Rename every occurrence of "clicks" to "taps" throughout the records below, leaving all other text unchanged, and omit the pictures from your reply.
(SOURCE DATA Opens)
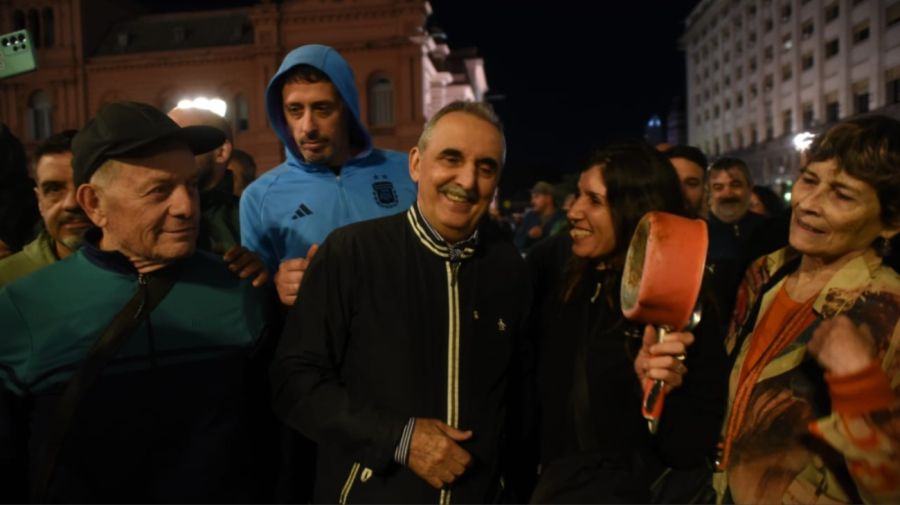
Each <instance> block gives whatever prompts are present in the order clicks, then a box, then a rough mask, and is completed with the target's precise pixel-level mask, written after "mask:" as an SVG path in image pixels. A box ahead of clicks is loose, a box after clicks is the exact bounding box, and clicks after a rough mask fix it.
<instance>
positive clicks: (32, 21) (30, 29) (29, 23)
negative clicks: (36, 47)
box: [28, 9, 43, 47]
(SOURCE DATA Closes)
__EXPECTED ANSWER__:
Each <instance> block gives whatever prompts are present in the order taps, then a box, then a rough mask, and is completed with the target's precise pixel-level mask, written after "mask:" as an SVG path in image pixels. A box ahead of taps is loose, a box after taps is the exact bounding box, and taps after a rough mask fix it.
<instance>
positive taps: (32, 21) (30, 29) (29, 23)
negative taps: (36, 47)
box: [28, 9, 43, 47]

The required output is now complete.